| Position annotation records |
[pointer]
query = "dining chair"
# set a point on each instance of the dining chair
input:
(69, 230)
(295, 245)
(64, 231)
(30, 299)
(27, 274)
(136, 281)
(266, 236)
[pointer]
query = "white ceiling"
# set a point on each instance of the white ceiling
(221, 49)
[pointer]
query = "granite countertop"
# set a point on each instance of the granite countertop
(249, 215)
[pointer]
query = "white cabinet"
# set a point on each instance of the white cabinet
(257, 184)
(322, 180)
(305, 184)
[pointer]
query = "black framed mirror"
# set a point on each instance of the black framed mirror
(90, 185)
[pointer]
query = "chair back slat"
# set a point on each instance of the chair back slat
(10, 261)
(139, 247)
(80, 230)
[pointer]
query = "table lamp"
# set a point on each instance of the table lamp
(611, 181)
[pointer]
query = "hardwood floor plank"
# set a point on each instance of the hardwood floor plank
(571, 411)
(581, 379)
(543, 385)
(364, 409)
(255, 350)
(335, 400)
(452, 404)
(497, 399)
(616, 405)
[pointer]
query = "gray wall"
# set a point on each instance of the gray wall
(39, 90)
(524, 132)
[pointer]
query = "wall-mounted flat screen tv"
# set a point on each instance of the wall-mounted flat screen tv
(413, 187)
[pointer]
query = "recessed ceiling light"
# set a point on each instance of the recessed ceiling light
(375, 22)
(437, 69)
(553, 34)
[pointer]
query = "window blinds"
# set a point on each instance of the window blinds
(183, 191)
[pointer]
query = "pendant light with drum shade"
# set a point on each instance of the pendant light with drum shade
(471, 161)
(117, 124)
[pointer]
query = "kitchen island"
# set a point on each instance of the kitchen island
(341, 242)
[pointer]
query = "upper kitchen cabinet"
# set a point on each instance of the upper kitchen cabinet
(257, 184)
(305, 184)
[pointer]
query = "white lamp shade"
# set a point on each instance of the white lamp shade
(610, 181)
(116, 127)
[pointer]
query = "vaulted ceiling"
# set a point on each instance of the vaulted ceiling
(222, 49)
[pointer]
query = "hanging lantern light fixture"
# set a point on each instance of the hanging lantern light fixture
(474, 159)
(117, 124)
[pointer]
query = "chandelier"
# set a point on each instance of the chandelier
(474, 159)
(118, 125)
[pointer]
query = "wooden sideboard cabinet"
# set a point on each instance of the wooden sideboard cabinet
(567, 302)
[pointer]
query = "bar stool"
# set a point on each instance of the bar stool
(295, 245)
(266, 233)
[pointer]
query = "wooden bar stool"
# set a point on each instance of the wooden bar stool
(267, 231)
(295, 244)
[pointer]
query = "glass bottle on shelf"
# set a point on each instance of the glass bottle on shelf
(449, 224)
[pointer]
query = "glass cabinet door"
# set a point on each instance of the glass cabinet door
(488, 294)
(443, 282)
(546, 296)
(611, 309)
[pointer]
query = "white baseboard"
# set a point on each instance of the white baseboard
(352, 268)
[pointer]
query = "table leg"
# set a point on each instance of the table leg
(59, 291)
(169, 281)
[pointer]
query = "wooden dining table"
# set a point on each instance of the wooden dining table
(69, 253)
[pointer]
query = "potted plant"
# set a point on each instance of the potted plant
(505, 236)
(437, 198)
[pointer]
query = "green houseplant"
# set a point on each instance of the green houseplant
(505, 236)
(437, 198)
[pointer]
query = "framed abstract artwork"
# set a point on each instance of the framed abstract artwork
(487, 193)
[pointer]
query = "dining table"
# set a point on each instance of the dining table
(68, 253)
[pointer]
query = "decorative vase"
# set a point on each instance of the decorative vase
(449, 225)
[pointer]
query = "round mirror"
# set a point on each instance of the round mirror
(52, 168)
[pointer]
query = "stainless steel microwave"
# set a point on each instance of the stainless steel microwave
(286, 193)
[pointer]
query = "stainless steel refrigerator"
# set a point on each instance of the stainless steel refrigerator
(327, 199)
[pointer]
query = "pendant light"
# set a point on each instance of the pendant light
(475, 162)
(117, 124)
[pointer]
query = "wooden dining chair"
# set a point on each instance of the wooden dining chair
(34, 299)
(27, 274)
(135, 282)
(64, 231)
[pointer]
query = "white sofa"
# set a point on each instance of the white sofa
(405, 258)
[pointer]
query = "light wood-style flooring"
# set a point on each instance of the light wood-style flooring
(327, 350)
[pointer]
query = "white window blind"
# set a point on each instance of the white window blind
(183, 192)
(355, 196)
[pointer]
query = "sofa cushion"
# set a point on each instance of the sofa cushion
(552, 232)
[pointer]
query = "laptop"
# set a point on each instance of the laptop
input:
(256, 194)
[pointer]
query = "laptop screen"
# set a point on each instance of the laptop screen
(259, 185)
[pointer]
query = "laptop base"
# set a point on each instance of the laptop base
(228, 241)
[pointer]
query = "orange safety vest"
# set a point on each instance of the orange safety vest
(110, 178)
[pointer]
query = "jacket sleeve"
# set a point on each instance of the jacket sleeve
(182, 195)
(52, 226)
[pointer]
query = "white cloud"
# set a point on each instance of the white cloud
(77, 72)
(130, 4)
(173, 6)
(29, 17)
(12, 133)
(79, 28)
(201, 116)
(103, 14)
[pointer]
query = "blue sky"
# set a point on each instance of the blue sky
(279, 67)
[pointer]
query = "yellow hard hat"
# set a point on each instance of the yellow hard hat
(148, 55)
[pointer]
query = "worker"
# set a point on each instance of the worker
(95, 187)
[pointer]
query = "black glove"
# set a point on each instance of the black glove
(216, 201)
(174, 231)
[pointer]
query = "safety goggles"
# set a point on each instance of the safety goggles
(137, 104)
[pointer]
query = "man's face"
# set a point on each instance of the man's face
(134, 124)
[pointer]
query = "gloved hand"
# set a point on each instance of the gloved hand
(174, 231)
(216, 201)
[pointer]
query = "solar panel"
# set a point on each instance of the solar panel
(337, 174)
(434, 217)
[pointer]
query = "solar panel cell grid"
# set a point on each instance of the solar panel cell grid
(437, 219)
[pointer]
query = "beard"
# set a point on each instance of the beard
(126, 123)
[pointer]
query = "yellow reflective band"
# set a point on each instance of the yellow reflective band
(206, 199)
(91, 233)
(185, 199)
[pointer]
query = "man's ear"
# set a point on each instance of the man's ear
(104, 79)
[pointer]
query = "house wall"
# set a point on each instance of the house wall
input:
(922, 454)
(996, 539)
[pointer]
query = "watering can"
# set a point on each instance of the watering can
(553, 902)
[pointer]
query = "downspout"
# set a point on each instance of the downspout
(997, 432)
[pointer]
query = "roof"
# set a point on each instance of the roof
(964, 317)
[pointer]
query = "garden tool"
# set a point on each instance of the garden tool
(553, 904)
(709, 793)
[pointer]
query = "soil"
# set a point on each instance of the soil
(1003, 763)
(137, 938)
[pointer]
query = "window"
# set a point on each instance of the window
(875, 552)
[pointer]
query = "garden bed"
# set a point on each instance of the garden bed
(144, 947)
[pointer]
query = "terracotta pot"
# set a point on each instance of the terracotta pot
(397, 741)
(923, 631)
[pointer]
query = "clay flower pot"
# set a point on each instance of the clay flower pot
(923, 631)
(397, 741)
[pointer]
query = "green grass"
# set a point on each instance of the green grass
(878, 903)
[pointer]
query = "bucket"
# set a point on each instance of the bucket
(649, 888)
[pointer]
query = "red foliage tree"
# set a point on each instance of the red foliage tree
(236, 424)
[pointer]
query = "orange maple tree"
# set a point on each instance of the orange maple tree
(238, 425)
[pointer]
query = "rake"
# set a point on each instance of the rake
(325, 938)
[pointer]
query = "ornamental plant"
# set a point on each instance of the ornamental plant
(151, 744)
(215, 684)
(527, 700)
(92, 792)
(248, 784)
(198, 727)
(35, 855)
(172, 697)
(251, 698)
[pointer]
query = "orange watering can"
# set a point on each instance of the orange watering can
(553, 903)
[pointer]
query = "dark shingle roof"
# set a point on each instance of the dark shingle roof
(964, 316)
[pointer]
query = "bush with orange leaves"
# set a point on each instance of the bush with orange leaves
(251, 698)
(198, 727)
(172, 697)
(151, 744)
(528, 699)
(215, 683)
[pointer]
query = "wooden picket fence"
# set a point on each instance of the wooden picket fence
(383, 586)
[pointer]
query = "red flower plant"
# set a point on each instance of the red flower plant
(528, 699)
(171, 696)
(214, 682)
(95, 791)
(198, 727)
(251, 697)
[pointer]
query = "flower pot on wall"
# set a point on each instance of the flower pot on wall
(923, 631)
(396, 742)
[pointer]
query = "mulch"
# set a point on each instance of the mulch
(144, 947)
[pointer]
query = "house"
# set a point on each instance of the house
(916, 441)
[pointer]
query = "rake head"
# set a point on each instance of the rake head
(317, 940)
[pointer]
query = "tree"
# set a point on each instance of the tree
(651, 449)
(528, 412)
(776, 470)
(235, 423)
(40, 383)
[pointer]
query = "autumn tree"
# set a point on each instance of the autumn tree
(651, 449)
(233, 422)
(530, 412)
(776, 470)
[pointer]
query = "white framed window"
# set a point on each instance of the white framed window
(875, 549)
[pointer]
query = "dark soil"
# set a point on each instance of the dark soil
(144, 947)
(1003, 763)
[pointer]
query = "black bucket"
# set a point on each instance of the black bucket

| PROBLEM STATEMENT |
Show every line of the records above that contains the string "ceiling", copying each one in full.

| TASK SOLUTION |
query = "white ceiling"
# set a point on each instance of the white ceiling
query = "recessed ceiling light"
# set a point on each instance of the recessed ceiling light
query = "vaulted ceiling"
# set a point on each instance of the vaulted ceiling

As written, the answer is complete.